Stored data
[Start of Attachment]
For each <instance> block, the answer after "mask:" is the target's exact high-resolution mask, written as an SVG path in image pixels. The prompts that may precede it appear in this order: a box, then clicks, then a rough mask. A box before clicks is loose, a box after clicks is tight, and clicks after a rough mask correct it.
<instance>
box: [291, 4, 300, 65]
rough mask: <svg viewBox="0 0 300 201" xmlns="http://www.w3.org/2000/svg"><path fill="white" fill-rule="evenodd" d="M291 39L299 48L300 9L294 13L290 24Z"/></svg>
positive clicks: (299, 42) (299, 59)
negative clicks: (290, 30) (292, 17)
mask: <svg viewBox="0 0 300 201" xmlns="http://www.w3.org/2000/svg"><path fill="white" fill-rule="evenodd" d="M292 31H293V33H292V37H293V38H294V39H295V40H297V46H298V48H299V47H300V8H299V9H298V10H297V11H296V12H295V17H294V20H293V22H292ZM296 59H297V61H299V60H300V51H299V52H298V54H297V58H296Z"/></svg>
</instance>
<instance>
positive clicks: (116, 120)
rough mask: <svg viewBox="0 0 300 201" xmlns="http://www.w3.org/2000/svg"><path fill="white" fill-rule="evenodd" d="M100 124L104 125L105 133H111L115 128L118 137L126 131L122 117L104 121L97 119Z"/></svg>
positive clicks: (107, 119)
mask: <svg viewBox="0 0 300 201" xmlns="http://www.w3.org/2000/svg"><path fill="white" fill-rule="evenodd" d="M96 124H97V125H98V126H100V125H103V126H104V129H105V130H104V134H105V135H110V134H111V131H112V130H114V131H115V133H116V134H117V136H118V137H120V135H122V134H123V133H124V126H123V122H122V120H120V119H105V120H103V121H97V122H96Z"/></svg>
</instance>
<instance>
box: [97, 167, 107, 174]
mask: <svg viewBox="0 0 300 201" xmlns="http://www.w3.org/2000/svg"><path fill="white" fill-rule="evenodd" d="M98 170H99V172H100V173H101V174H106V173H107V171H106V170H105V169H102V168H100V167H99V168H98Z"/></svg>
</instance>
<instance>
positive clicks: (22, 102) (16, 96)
[End of Attachment]
§ WHAT YOU WILL DO:
All of the entries must be printed again exactly as given.

§ SOLUTION:
For each <instance> block, the answer after "mask:" is the target's exact high-resolution mask, written as an SVG path in image pixels. The prompts that may precede it appear in this order: a box, then clicks, then a rough mask. A box before clicks is loose, a box after clicks is tight, and clicks after a rough mask correct it.
<instance>
box: [291, 4, 300, 65]
rough mask: <svg viewBox="0 0 300 201" xmlns="http://www.w3.org/2000/svg"><path fill="white" fill-rule="evenodd" d="M291 39L299 48L300 9L294 13L290 24Z"/></svg>
positive clicks: (299, 42) (299, 59)
negative clicks: (290, 30) (292, 17)
mask: <svg viewBox="0 0 300 201" xmlns="http://www.w3.org/2000/svg"><path fill="white" fill-rule="evenodd" d="M292 31H293V33H292V37H293V38H294V39H295V40H297V46H298V48H299V47H300V8H299V9H298V10H297V11H296V12H295V17H294V20H293V22H292ZM296 59H297V61H299V60H300V51H299V52H298V54H297V58H296Z"/></svg>
</instance>
<instance>
positive clicks: (116, 120)
rough mask: <svg viewBox="0 0 300 201" xmlns="http://www.w3.org/2000/svg"><path fill="white" fill-rule="evenodd" d="M100 124L104 125L105 133H111L115 128L118 137L126 131L122 117L104 121L97 119Z"/></svg>
positive clicks: (107, 119)
mask: <svg viewBox="0 0 300 201" xmlns="http://www.w3.org/2000/svg"><path fill="white" fill-rule="evenodd" d="M96 124H97V125H98V126H100V125H103V126H104V129H105V130H104V134H105V135H110V134H111V131H112V130H114V131H115V133H116V134H117V136H118V137H120V135H122V134H123V133H124V126H123V122H122V120H120V119H105V120H103V121H97V122H96Z"/></svg>
</instance>
<instance>
box: [97, 167, 107, 174]
mask: <svg viewBox="0 0 300 201" xmlns="http://www.w3.org/2000/svg"><path fill="white" fill-rule="evenodd" d="M98 170H99V172H100V173H101V174H106V173H107V171H106V170H105V169H102V168H100V167H99V168H98Z"/></svg>
</instance>
<instance>
positive clicks: (22, 102) (16, 96)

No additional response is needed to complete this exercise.